(SHORT PROBLEM) Each entry below should be reproduced character for character.
——————————
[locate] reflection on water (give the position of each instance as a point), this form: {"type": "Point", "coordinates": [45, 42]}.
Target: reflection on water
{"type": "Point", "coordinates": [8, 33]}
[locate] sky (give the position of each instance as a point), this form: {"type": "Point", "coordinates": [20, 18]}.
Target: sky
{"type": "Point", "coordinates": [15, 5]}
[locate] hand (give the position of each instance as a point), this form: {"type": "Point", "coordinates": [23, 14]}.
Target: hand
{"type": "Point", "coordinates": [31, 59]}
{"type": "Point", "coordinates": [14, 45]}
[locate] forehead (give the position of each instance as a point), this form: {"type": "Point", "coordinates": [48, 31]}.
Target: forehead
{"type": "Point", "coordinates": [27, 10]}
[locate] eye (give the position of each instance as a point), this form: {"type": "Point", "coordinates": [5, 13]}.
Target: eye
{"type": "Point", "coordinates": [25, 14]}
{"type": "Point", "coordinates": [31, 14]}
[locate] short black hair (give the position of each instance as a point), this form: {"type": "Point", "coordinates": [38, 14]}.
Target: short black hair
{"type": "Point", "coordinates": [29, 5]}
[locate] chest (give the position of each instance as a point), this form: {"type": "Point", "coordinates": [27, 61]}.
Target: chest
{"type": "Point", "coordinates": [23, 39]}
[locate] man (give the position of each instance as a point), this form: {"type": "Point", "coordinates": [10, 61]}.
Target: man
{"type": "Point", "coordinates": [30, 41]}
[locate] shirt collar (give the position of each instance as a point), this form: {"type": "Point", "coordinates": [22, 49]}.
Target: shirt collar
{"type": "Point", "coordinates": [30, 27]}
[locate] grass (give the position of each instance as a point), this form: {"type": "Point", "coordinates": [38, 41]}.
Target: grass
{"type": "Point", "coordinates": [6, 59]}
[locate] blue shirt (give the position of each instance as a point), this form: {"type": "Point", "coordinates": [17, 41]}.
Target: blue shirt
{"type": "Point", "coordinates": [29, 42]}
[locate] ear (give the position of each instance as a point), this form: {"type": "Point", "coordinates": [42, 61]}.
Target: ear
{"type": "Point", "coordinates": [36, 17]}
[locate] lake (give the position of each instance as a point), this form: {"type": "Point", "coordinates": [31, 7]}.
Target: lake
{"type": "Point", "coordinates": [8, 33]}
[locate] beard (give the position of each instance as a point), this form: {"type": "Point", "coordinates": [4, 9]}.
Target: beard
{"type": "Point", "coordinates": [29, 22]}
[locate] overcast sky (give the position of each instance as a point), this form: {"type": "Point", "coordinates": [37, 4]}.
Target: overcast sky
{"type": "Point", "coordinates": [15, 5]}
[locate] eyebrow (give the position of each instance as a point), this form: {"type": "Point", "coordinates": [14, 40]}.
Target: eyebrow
——————————
(THE REPLY)
[locate] reflection on water (give the position of each instance as a point), this form: {"type": "Point", "coordinates": [45, 42]}.
Target: reflection on water
{"type": "Point", "coordinates": [8, 33]}
[locate] sky (give the position of each instance as a point), this form: {"type": "Point", "coordinates": [20, 18]}.
Target: sky
{"type": "Point", "coordinates": [15, 5]}
[locate] hand (give the position of each instance as a point), this form: {"type": "Point", "coordinates": [23, 14]}.
Target: hand
{"type": "Point", "coordinates": [31, 59]}
{"type": "Point", "coordinates": [14, 45]}
[locate] forehead (give the position of each instance as a point), this form: {"type": "Point", "coordinates": [48, 31]}.
Target: forehead
{"type": "Point", "coordinates": [27, 10]}
[locate] eye (give the position of each instance as a point), this form: {"type": "Point", "coordinates": [5, 13]}.
Target: eye
{"type": "Point", "coordinates": [25, 14]}
{"type": "Point", "coordinates": [31, 14]}
[locate] short black hair (give the position of each instance as a point), this form: {"type": "Point", "coordinates": [38, 14]}.
Target: short black hair
{"type": "Point", "coordinates": [29, 5]}
[locate] chest (give the position of each instance as a point), this form: {"type": "Point", "coordinates": [27, 61]}.
Target: chest
{"type": "Point", "coordinates": [23, 39]}
[locate] man (give the position of each instance as a point), this form: {"type": "Point", "coordinates": [10, 61]}.
Target: man
{"type": "Point", "coordinates": [30, 41]}
[locate] shirt collar (give the position of each instance as a point), this form: {"type": "Point", "coordinates": [22, 49]}.
Target: shirt collar
{"type": "Point", "coordinates": [30, 27]}
[locate] grass (give the position of each instance as a point), this form: {"type": "Point", "coordinates": [38, 41]}.
Target: grass
{"type": "Point", "coordinates": [6, 59]}
[locate] blue shirt (give the position of each instance as a point), this form: {"type": "Point", "coordinates": [17, 41]}.
Target: blue shirt
{"type": "Point", "coordinates": [29, 42]}
[locate] ear (give the position of each instance as a point), this form: {"type": "Point", "coordinates": [42, 61]}.
Target: ear
{"type": "Point", "coordinates": [36, 17]}
[locate] lake (give the position of each instance as a point), this form: {"type": "Point", "coordinates": [31, 7]}.
Target: lake
{"type": "Point", "coordinates": [8, 33]}
[locate] beard (give the position of each instance as a point), this form: {"type": "Point", "coordinates": [4, 9]}.
Target: beard
{"type": "Point", "coordinates": [29, 22]}
[locate] overcast sky (give the position of each instance as a point), this form: {"type": "Point", "coordinates": [37, 4]}.
Target: overcast sky
{"type": "Point", "coordinates": [15, 5]}
[locate] eyebrow (give the position of each instance as a point), this form: {"type": "Point", "coordinates": [14, 40]}.
Target: eyebrow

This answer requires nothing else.